▶ [Source data]:

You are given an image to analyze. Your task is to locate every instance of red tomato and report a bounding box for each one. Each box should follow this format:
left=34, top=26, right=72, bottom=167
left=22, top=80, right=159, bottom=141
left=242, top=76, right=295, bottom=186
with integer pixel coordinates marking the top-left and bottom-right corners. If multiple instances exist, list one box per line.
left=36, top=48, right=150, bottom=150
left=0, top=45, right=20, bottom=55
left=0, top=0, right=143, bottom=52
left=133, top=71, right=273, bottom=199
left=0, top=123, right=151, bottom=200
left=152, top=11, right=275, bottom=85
...
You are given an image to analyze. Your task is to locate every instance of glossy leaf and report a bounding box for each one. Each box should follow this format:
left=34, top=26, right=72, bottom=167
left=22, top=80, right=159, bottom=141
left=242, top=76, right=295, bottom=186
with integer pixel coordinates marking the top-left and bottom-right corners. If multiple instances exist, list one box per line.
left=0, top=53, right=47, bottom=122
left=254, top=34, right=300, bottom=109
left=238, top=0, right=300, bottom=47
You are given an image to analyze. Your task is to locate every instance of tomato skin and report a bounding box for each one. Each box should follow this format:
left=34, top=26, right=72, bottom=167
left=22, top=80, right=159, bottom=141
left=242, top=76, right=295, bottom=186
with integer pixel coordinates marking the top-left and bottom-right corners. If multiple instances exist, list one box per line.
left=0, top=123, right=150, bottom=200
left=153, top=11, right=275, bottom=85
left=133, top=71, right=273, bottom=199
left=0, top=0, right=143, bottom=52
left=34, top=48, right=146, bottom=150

▶ [Task directions]:
Write out again, with no changes, the lines of the entries from the line with "instance of glossy" to the line with "left=238, top=0, right=300, bottom=47", including both of those lines.

▶ [Task output]:
You are given an image to analyze. Your task is to locate every instance of glossy leaf and report a bounding box for each one. Each box should follow this format:
left=34, top=26, right=72, bottom=167
left=22, top=80, right=159, bottom=141
left=242, top=76, right=295, bottom=186
with integer pixel coordinates marking the top-left and bottom-right corners. If multiple instances exist, list one box per line.
left=0, top=53, right=47, bottom=122
left=254, top=34, right=300, bottom=109
left=238, top=0, right=300, bottom=47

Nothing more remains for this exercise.